**Document excerpt:**

::::::::

You will find the Pictures, History and Stories
 
about Ashland's Historic Homes on this page of our website:
 

 
 
 
 
W. A . Harnsberger home - NE Corner of 15th & Clay
 
A historical presentation was given to the AHS-SFHPS by Brenda May and her mother
and an article appeared in the Ashland Gazette about the W. A. Harnsberger home.
We will be compiling more photos and information for publication here soon
 
 
 
 SQUIRE HILL  -  602 Dale Street
 
SQUIRE HILL  602 Dale Street, Ashland, Nebraska     
Legal Description:  Lots 5-8 Block 4 Beetisons Addition to Ashland
By Marie Squire Groenjes,  April, 2008
 
In 1915 my paternal Grandparents, Grover and Mary Ann Squire, bought four lots in the Beetison Addition situated in East Ashland, Nebraska.
 
The lots were part of the Israel Beetison farm.  Israel came to Ashland in 1859 to settle land, then served in the Civil War, married and returned to farm in 1867.  Some of his land would have been the Government Land Grant given to Civil War Veterans.
 
My Grandparents' lots sit on a hill that slopes on all sides, giving a wide view of the surrounding country.  Grandfather contracted with a Mr. Peterson to build a two-story house in the style of the Sears Farmhouse.  It cost $600 in 1915.
 
Grandfather worked for the Chicago, Burlington and Quincy Railroad and he also sold nursery stock by horse and buggy.
 
My Father, Clifford P. Squire, also worked for the same railroad.  When he married my Mother, Mearl Marie Shirley, in 1924, he took over ownership of the property and he added the front porch, a basement and a back porch or summer kitchen.
 
We saw the sun rise over Beetison fields, pastures and The Seven Hollows.  It was always a spring ritual to cross the pasture into the Hollows to look for violets and mushrooms.  I recall a disgruntled old ram chasing us into the woods on one occasion.  Now the sun comes up over the Iron Horse Development.
 
I don't know when this hill became known as Squire Hill, but in my childhood, after a good snowfall, the City would close Dale Street and 6th Street on a weekend to make a safe sledding run.  People came from town and even brought four-man toboggans.
 
The latest addition to the house was a new kitchen in place of the back porch and decks both at the kitchen level and above on the second floor.  This was done in 1989.

::::::::

**Rows:**
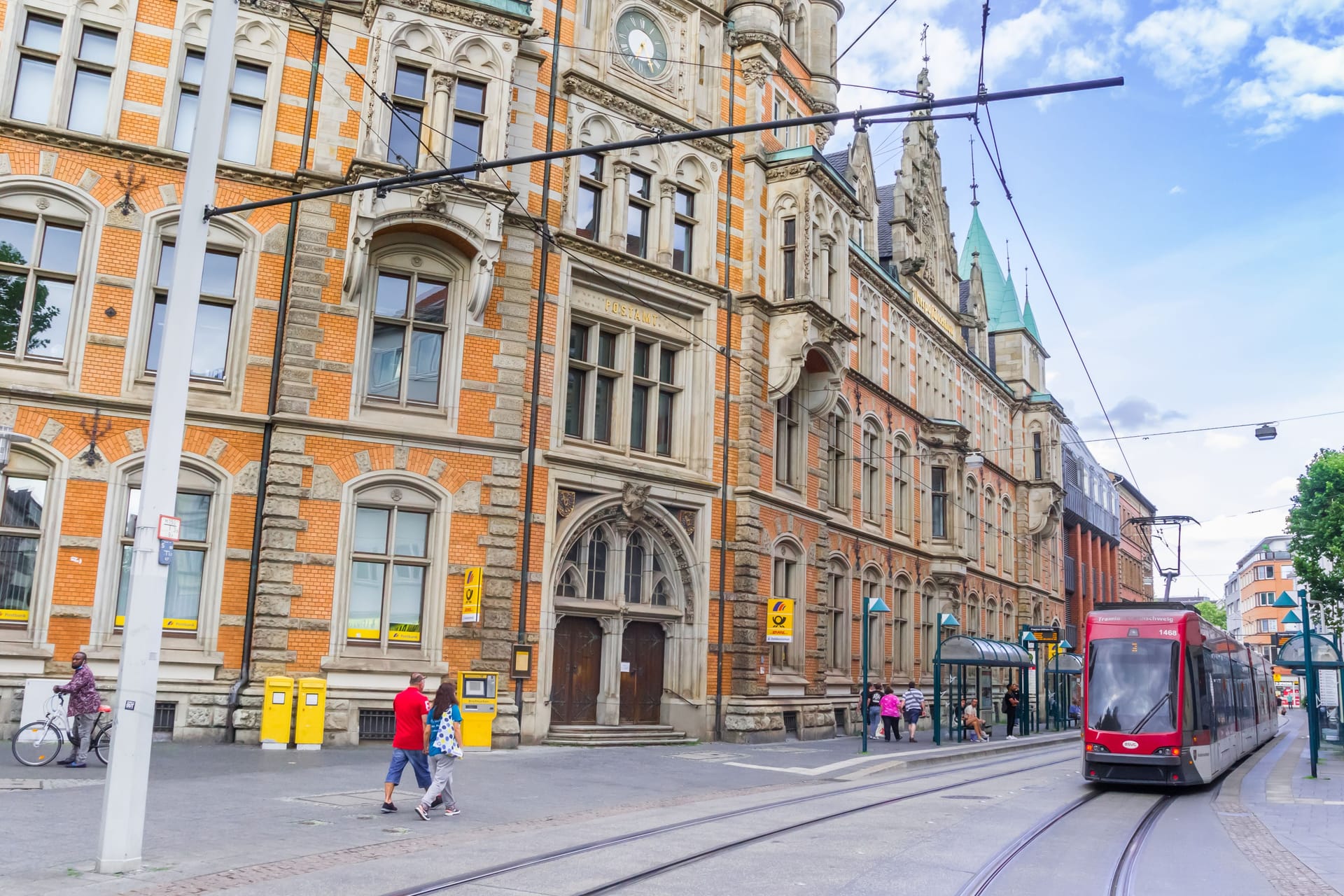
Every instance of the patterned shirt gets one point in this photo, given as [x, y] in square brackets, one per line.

::::::::

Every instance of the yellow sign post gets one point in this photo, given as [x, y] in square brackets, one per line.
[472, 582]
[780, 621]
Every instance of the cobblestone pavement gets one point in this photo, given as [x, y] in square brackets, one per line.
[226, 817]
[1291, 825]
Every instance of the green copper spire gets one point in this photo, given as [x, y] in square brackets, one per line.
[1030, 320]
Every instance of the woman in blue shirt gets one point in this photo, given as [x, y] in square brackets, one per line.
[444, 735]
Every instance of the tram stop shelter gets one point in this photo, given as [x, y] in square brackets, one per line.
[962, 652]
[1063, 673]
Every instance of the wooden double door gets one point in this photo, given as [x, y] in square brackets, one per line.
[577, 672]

::::::::

**Actions to take:**
[a] Pull out every line of the entries that contains the word "shirt".
[b] Write the next part of the piece on Ashland's historic homes, picking up after its last sentence.

**Results by task:**
[a]
Every instance of the patterned shirt gets one point in this photo, given as [x, y] in square brackets, one per line.
Every instance of the woman in blue shirt gets one point in this photo, given as [x, y] in square brackets, one per line.

[b]
The family always considered landscaping an important part of the home.  From Grandfather to my Father trees and gardens were planted and cared for even through drought.  Grandfather, being a nurseryman, grew many kinds of fruits and berries.  In 1939 I helped my father plant Siberian Elms given out by the Government, and a hedge of Mulberry.  Most of them remain today.  Gerhard and I have added hardwoods and evergreens to the mix.  Hills on the prairie feel the wind the year around.
 
 
 
 
 
Shedd-Harnsberger-Proctor Home    NW corner of 16th & Boyd
 
 
1602 Boyd Street, Ashland, Nebraska
     Legal Description:  Lots 11-12, Block 14, Flora City Addition to Ashland
By Elaine Proctor  2008
 
The abstract of title begins as the East Quarter of Sec. 2, Township 12, and Range 9 East in Saunders County. It was probably 80 acres in all and started selling in 10-acre segments in 1860. 
The Flora City, Smith-Warbritten addition was deeded in 1868.
 
Although our house isn't as originally built, that part of the house does still exist. 
It was originally a square house with three or four rooms upstairs and probably 3 down.
 
When we remodeled, we could see that the living room had been opened up making one room out of two; probably the parlor and dining room with the third room being the kitchen.  Going upstairs there were possibly
3 or 4 bedrooms and later, when the back part of the house was added on, the back staircase was added and a bathroom.   In the attic you can see the original roof and where the addition was added on.
 
Kate L. Shedd purchased these lots in March of 1880 for $175.  She and her husband, H.H. Shedd, had a mortgage of $1400 in August of 1881.  We feel the house was built at that time as that was a large sum of money for that day and age.  The mortgage was released in December of 1885. 
These dates I feel are close, making our house about 127 years old. 
I think the Shedds owned this property until 1923 and then sold it to Carl W. Harnsberger.
 
H.H. Shedd was a prominent citizen of Ashland and an early member of the Congregational Church.
 Mr. Shedd came from eastern Iowa in 1871 and had a general store in Ashland in the late 1870s.
 
As I said, Kate L. Shedd and her husband bult our home. 
Mrs. Florence Williams referred to him as the Honorable H. H. Shedd;
former congressman and Lt. Governor of Nebraska (1885-1889) 
He was a Republican and an active member of the Nebraska Historical Society in 1885. 
He was a long-time organist, choir director and Sunday School Superintendent of the Congregational Church. 
The three windows on the west side of the church were dedicated in his name to the church by the town in appreciation for the honor he had brought to Ashland and for his community involvement.
 
When we bought our home in 1973 we received a very nice letter from
Florence Williams, church clerk for the Congregational Church. 
Mrs. Williams gave us a little history about our home and I found some on the internet.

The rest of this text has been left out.